__Exercise description__: Please return the passage from the CNOOC Eagle Ford news text, starting at "9 Cnooc Buys" and ending at "a Chinese company.", copied word for word.

8 CNOOC buys into Eagle Ford
China’s top offshore oil producer, CNOOC Ltd., will pay $1.1 billion to Chesapeake Energy Corp. for a stake in a U.S. shale oil and gas field.

The deal could be the start of more outbound acquisitions as the Chinese company races to meet its aggressive production growth forecasts to feed the country’s fast-growing economy, analysts and bankers said.

“We expect them to expand their footprint in the Canadian oil sands and also in Brazil’s deepwater,” said Gordon Kwan, head of Asian energy research for Mirae Asset Securities.

Most of the outbound acquisitions by China’s oil companies have been in risky areas such as Africa, which Western rivals have avoided, or in locations with aging assets. Now they are also eyeing the United States, which was once deemed off-limits to the Chinese due to protectionist sentiment.

“Ninety-five percent of the world’s E&P (exploration and production) companies are in North America,” said an investment banker who has advised Chinese oil companies on deals. “If you have to move the reserve needle, you have to buy U.S. companies.”

U.S. oil and gas companies are gradually warming to Chinese investment, partly because they are now short of cash, Kwan of Mirae Asset said.

The Chesapeake agreement shows China is confident the purchase of a 33 percent stake in the Eagle Ford acreage in South Texas will win the backing of U.S. regulators and politicians, who stepped in five years ago to block CNOOC’s effort to buy U.S. oil company Unocal.

“We are basically taking money from India, Russia and other foreign countries for energy deals,” said Fadel Gheit, oil analyst with Oppenheimer & Co. “If we single out the Chinese and say their money smells, it’s not going to sit well. Obviously, Chesapeake tested the waters in Washington before they did this.”

9 Cnooc Buys Shale in China’s Biggest U.S. Oil Deal
Oct. 11 (Bloomberg) — Cnooc Ltd. will pay $1.08 billion for a one-third stake in Chesapeake Energy Corp.’s Eagle Ford shale project in Texas, in the biggest acquisition of a U.S. oil and gas asset by a Chinese company.

Cnooc, listed in Hong Kong, plans to buy 33.3 percent of Chesapeake’s 600,000 oil and gas leasehold acres in Eagle Ford, the companies said in separate statements. Cnooc will also pay $1.08 billion of Chesapeake’s drilling costs in the basin, Chief Executive Officer Aubrey McClendon said in an interview.

The purchase would give Cnooc its first onshore energy asset in the U.S., five years after it dropped an $18.5 billion bid for Unocal Corp. amid political opposition. China’s third- largest oil company has spent at least $3.8 billion on overseas acquisitions in the past year as the nation’s energy demand surges.

“The deal reflects the ambition of Chinese companies to enter the global oil and gas industry, especially when China’s gas demand is expected to rise sharply,” said Grace Liu, an energy analyst with Guotai Junan Securities in the southern city of Shenzhen.

Items listed in a dataset
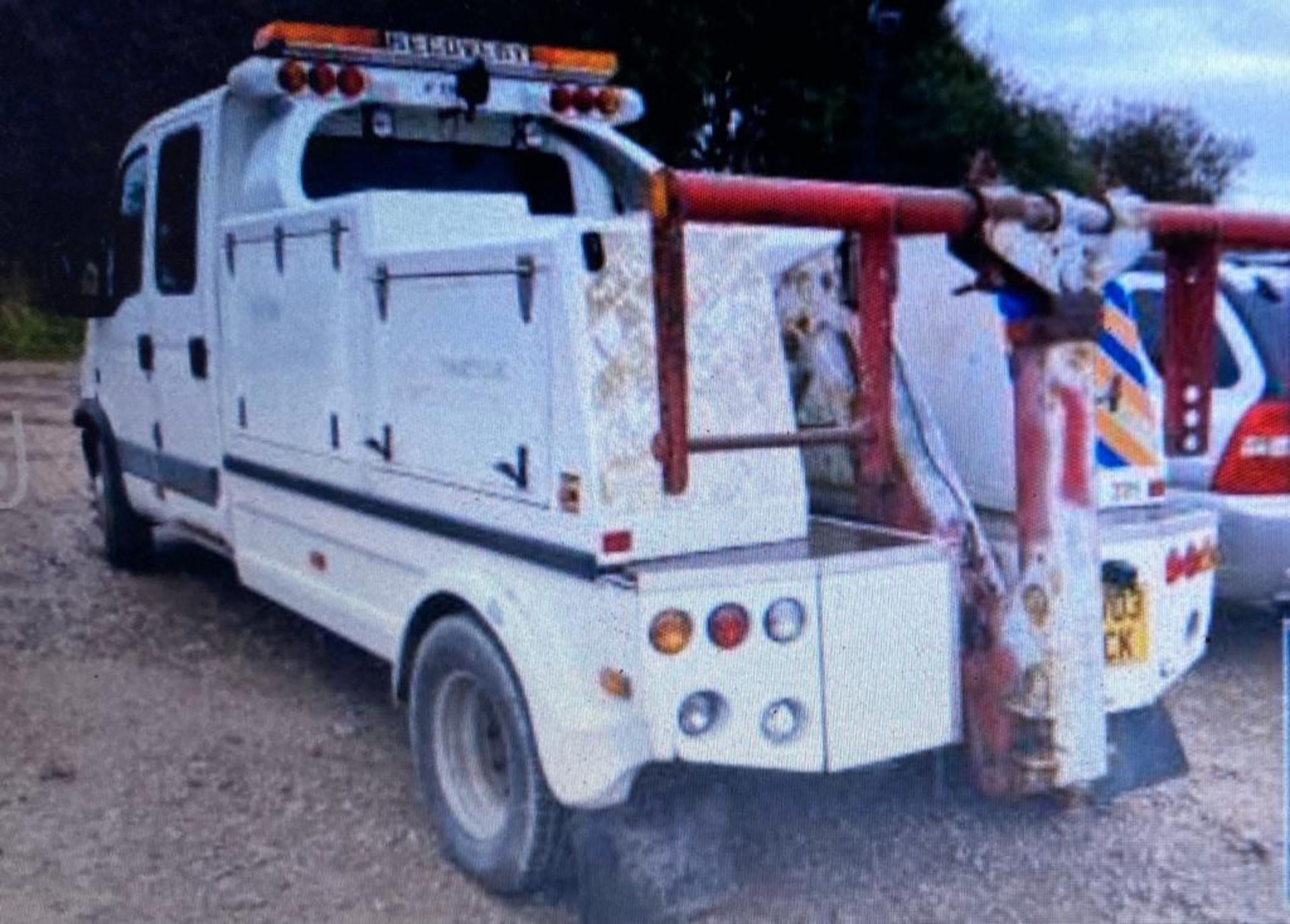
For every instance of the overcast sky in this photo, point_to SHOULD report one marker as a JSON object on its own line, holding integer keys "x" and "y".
{"x": 1230, "y": 60}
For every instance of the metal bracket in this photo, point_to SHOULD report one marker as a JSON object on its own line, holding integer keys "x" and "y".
{"x": 336, "y": 228}
{"x": 279, "y": 246}
{"x": 525, "y": 271}
{"x": 381, "y": 280}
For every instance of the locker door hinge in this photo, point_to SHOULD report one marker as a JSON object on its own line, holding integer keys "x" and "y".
{"x": 525, "y": 271}
{"x": 381, "y": 280}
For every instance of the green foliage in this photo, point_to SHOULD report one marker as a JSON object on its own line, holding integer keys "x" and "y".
{"x": 1162, "y": 152}
{"x": 30, "y": 334}
{"x": 808, "y": 89}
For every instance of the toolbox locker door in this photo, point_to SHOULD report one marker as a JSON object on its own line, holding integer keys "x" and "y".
{"x": 462, "y": 369}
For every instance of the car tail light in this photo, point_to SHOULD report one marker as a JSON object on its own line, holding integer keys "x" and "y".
{"x": 728, "y": 625}
{"x": 322, "y": 79}
{"x": 351, "y": 80}
{"x": 1195, "y": 561}
{"x": 1257, "y": 459}
{"x": 292, "y": 77}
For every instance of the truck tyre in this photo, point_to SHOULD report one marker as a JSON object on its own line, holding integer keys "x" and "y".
{"x": 127, "y": 537}
{"x": 476, "y": 764}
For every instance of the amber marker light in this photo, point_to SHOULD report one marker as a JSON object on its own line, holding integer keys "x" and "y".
{"x": 671, "y": 632}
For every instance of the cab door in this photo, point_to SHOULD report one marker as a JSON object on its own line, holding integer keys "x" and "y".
{"x": 185, "y": 324}
{"x": 124, "y": 347}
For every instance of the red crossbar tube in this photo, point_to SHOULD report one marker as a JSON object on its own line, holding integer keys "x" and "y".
{"x": 882, "y": 213}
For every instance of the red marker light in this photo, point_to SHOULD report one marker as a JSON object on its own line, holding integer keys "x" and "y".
{"x": 562, "y": 98}
{"x": 728, "y": 625}
{"x": 293, "y": 78}
{"x": 322, "y": 79}
{"x": 585, "y": 99}
{"x": 351, "y": 81}
{"x": 617, "y": 543}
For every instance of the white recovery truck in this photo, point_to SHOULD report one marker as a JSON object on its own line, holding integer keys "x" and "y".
{"x": 413, "y": 334}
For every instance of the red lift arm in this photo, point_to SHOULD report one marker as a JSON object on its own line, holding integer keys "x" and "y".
{"x": 1191, "y": 236}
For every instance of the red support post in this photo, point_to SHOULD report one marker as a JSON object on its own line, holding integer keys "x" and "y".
{"x": 1191, "y": 281}
{"x": 671, "y": 444}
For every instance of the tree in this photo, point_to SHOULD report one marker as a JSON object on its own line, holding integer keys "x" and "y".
{"x": 1162, "y": 152}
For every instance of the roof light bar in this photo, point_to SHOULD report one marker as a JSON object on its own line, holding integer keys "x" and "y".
{"x": 434, "y": 52}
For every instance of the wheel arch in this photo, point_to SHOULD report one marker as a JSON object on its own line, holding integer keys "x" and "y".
{"x": 91, "y": 419}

__Answer for this exercise__:
9 Cnooc Buys Shale in China’s Biggest U.S. Oil Deal
Oct. 11 (Bloomberg) — Cnooc Ltd. will pay $1.08 billion for a one-third stake in Chesapeake Energy Corp.’s Eagle Ford shale project in Texas, in the biggest acquisition of a U.S. oil and gas asset by a Chinese company.